[Dataset items]
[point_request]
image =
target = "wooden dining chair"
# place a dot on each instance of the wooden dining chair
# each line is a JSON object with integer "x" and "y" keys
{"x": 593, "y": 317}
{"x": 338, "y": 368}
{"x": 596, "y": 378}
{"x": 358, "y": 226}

§ WORK REQUEST
Word for word, return each of the entries shown above.

§ EXERCISE ANSWER
[point_request]
image =
target = "wooden dining chair"
# place a dot on each instance of the wooden dining chair
# each line is a JSON object with integer "x" and "y" keys
{"x": 593, "y": 317}
{"x": 338, "y": 368}
{"x": 596, "y": 378}
{"x": 358, "y": 226}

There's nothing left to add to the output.